» **TASK DETAILS**: Copy all lines below that use the word "inhaler".

Top of EXCERPTED RECORDS

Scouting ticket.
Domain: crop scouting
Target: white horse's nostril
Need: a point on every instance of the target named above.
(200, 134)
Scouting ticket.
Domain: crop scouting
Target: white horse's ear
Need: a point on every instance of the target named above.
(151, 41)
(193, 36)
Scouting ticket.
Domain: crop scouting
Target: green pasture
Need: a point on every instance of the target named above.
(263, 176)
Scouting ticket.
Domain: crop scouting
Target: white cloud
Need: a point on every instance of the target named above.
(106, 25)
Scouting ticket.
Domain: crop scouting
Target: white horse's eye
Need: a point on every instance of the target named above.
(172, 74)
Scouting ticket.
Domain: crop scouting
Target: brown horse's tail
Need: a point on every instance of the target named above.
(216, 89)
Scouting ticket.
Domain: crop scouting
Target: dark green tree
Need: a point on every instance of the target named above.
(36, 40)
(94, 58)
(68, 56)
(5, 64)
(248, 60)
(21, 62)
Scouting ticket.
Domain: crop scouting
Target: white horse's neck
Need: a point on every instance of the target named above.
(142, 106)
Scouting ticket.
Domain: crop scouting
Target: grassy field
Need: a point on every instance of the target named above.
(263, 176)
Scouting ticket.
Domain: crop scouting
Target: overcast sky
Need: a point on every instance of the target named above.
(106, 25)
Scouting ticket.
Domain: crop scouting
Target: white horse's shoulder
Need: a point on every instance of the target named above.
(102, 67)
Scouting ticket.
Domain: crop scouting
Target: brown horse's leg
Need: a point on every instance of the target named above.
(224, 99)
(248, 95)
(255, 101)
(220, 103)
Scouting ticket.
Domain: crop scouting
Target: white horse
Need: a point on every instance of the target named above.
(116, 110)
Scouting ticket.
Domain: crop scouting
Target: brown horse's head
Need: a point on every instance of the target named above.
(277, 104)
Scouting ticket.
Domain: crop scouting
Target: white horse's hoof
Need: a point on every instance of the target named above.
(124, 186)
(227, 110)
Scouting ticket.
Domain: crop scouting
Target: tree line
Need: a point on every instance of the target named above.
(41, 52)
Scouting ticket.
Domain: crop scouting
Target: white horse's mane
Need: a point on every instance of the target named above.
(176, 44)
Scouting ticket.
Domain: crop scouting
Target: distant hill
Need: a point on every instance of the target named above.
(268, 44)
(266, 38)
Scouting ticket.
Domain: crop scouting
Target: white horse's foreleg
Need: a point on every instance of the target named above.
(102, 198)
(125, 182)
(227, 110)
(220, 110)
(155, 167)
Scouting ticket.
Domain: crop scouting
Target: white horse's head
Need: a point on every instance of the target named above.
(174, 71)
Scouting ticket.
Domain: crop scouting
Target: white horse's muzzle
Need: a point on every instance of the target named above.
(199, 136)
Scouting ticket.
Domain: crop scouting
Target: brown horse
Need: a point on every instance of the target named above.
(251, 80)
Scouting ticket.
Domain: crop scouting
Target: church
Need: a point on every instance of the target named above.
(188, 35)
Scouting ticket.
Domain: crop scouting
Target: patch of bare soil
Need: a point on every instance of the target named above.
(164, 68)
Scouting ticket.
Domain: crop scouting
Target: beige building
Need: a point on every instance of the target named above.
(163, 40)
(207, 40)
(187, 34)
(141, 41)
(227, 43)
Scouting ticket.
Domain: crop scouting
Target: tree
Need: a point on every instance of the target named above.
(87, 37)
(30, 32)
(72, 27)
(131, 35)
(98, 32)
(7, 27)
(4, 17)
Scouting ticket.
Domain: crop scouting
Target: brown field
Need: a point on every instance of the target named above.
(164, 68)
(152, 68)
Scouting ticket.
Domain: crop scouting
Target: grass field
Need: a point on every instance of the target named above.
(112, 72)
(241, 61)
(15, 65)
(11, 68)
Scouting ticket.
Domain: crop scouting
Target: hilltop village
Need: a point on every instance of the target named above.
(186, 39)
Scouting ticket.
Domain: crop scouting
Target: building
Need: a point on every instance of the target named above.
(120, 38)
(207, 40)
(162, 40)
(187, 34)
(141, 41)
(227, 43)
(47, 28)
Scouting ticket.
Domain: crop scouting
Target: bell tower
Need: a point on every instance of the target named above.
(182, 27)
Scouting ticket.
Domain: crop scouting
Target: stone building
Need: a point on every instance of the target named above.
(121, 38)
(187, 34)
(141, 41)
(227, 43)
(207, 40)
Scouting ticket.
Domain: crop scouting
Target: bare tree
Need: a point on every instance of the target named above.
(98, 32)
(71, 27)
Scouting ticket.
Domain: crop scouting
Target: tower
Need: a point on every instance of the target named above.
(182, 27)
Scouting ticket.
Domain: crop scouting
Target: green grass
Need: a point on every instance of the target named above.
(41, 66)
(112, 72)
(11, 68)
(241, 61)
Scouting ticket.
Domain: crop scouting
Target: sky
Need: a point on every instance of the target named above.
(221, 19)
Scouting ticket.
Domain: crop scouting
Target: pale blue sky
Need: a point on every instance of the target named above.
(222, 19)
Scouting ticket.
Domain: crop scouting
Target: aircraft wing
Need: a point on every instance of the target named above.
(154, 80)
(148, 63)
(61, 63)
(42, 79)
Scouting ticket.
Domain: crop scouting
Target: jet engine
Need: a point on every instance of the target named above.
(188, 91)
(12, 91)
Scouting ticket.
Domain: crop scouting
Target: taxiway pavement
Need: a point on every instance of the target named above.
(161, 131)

Bottom of EXCERPTED RECORDS
Top of EXCERPTED RECORDS

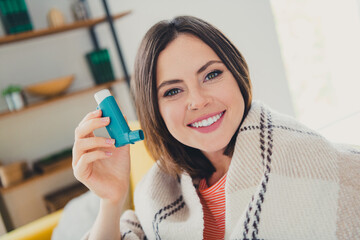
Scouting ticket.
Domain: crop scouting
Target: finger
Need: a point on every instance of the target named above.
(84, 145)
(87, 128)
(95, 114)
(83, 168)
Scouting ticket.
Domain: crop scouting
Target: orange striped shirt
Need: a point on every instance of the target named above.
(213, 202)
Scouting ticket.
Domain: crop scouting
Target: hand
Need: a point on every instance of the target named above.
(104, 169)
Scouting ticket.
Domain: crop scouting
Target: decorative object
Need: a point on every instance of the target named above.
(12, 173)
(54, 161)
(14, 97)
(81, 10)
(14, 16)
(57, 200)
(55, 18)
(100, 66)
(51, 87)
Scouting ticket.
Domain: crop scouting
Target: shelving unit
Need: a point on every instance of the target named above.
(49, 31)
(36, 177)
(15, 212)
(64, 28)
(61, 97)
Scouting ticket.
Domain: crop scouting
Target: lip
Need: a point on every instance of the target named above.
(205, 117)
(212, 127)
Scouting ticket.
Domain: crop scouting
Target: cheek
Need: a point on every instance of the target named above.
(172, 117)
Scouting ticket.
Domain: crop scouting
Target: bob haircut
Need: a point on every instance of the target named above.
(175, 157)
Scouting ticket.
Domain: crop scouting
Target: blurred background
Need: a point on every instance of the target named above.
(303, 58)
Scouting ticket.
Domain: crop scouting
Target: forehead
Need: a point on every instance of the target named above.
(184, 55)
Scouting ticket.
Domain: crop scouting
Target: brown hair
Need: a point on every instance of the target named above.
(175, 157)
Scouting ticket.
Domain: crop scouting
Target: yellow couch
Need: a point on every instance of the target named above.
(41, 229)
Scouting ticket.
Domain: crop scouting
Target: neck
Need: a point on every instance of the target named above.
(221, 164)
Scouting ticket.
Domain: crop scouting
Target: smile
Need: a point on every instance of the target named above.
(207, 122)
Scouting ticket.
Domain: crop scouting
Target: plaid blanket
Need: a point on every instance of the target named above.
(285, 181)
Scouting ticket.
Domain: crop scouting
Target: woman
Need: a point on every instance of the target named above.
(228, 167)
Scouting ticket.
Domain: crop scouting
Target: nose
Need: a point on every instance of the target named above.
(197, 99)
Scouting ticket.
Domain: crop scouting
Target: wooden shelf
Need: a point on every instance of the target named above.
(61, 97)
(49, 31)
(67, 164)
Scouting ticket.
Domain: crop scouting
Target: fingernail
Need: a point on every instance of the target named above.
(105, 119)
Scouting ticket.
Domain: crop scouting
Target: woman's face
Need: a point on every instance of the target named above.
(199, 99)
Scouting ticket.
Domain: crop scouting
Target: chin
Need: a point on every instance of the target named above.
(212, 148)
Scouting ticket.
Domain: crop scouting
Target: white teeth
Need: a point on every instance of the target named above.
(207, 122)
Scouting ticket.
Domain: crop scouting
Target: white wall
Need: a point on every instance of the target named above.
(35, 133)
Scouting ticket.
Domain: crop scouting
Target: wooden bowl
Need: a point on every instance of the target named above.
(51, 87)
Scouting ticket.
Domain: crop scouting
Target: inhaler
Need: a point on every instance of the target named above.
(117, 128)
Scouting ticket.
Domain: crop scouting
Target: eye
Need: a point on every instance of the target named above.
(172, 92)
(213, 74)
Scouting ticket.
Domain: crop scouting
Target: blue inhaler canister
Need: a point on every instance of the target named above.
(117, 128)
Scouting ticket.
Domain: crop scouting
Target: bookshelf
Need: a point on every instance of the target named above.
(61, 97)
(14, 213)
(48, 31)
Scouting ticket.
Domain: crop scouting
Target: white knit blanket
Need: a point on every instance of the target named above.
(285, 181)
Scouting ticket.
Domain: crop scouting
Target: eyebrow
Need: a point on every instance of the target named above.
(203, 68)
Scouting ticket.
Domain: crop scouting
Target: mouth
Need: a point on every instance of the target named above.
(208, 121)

Bottom of EXCERPTED RECORDS

» **REPLY TO THE EXERCISE**:
Target: inhaler
Target: blue inhaler canister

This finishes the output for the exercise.